Passage

┏━━

The great advantage of universal, government-provided health insurance is lower costs. Canada’s government-run insurance system has much less bureaucracy and much lower administrative costs than our largely private system. Medicare has much lower administrative costs than private insurance. The reason is that single-payer systems don’t devote large resources to screening out high-risk clients or charging them higher fees. The savings from a single-payer system would probably exceed $200 billion a year, far more than the cost of covering all of those now uninsured.
Nonetheless, most reform proposals out there – even proposals from liberal groups like the Century Foundation and the Center for American Progress – reject a simple single-payer approach. Instead, they call for some combination of mandates and subsidies to help everyone buy insurance from private insurers.
Some people, not all of them right-wingers, fear that a single-payer system would hurt innovation. But the main reason these proposals give private insurers a big role is the belief that the insurers must be appeased.
That belief is rooted in recent history. Bill Clinton’s health care plan failed in large part because of a dishonest but devastating lobbying and advertising campaign financed by the health insurance industry – remember Harry and Louise? And the lesson many people took from that defeat is that any future health care proposal must buy off the insurance lobby.
But I think that’s the wrong lesson. The Clinton plan actually preserved a big role for private insurers; the industry attacked it all the same. And the plan’s complexity, which was largely a result of attempts to placate interest groups, made it hard to sell to the public. So I would argue that good economics is also good politics: reformers will do best with
a straightforward single-payer plan, which offers maximum savings and, unlike the Clinton plan, can easily be explained.

┗━━

Work task A
Name every person mentioned in the passage on health insurance.
Work task B
Extend the passage on health insurance reform past its last sentence.
The lines that come next have nothing to do with the passage on health insurance.

Collected data entries
┏━━

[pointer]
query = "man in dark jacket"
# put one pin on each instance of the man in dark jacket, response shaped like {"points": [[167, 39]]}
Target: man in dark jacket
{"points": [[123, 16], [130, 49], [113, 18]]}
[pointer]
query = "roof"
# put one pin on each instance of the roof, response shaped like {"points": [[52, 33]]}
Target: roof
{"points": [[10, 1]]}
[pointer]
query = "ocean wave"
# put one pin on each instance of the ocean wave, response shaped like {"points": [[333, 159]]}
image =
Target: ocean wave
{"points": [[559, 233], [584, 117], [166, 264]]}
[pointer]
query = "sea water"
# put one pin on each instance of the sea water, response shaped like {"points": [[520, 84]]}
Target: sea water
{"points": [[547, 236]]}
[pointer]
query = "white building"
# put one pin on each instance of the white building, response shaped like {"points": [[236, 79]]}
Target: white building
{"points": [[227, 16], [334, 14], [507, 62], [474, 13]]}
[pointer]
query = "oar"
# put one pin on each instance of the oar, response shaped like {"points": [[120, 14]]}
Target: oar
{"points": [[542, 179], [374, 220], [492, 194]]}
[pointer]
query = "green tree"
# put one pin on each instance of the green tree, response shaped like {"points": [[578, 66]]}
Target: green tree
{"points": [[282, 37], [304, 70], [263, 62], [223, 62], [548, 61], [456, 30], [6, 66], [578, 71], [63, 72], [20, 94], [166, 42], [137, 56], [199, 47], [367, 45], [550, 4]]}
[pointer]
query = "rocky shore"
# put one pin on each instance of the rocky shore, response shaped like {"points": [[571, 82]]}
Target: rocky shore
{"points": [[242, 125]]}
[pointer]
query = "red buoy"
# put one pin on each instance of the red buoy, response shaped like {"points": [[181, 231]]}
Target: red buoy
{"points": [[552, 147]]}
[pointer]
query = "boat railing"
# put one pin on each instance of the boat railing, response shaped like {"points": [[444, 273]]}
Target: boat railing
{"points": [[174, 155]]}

┗━━

Task result A
Bill Clinton, Harry, Louise

Task result B
We need to do this one right. If reform fails again, we’ll be on the way to a radically unequal society, in which all but the most affluent Americans face the constant risk of financial ruin and even premature death because they can’t pay their medical bills.
http://www.nytimes.com/2005/06/13/opinion/13krugman.html?hp
Comment:
By Don McCanne, M.D. Mike Konczal’s article makes important distinctions between social insurance along the lines of private market provisioning (neoliberal), as with the Affordable Care Act, and social insurance along the lines of public provisioning (New Deal liberal), as with single payer, and why “utilizing ‘the market’ can be far more cumbersome and inefficient than the government just doing things itself.” Paul Krugman reinforces Konczal’s thesis by saying that the implementation problems are “revealing the price we pay for insisting on keeping insurance companies in the mix, when they serve little useful purpose.” Yet Krugman says liberals were correct in not insisting on single payer, because Obamacare, a kludge, was “what it took to cover the uninsured.” He remains silent on the fact that 31 million will still remain uninsured. Krugman’s statement is a far cry from what he wrote in 2005. He rejected the so-called lesson of the Clinton fiasco – that any reform must buy off the private insurance industry – writing then, “good economics is also good politics: reformers will do best with a straightforward single-payer plan.” Konczal’s astute framing of private social insurance versus government social insurance can be useful in our advocacy work since it makes it very clear why it is imperative that we first get policy right, and then conform the politics to match the policy. The great tragedy of Obamacare is that we strangled the policies in order to protect our terribly flawed politics.